TEXT —
━━━━━━━━━━━━━━━━━━━━━━━━━━━━━━
# Sentiment Analysis with Transformers: IMDB Movie Reviews

# 1. BERT

In [22]:
import tensorflow as tf
import tensorflow_datasets as tfds
from transformers import BertTokenizerFast, TFBertForSequenceClassification, create_optimizer

In [23]:
# Parameters
BATCH_SIZE = 8
MAX_LENGTH = 64
EPOCHS = 1

In [24]:
# Load the IMDB dataset using TFDS
dataset, info = tfds.load('imdb_reviews', with_info=True, as_supervised=True)

In [25]:
# Use a subset of the dataset
train_dataset, test_dataset = dataset['train'].take(5000), dataset['test'].take(1000)

In [26]:
# Initialize the BERT tokenizer
tokenizer = BertTokenizerFast.from_pretrained("bert-base-uncased")

In [27]:
# Function to tokenize and encode the dataset
def encode_example(text, label):
    encoded = tokenizer(
        text.numpy().decode('utf-8'),
        truncation=True,
        padding='max_length',
        max_length=MAX_LENGTH
    )
━━━━━━━━━━━━━━━━━━━━━━━━━━━━━━
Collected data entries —

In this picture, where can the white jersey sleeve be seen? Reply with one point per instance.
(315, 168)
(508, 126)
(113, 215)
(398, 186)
━━━━━━━━━━━━━━━━━━━━━━━━━━━━━━
REQUEST — Summarize the text on sentiment analysis of IMDB movie reviews in two sentences.

EXERCISE SOLUTION — The text sets up BERT for sentiment analysis of IMDB movie reviews with a batch size of 8, a maximum length of 64, and one epoch, loading the imdb_reviews dataset through TFDS and keeping 5,000 training and 1,000 test examples. It then initializes the bert-base-uncased fast tokenizer and begins a function that tokenizes each review with truncation and padding to the maximum length.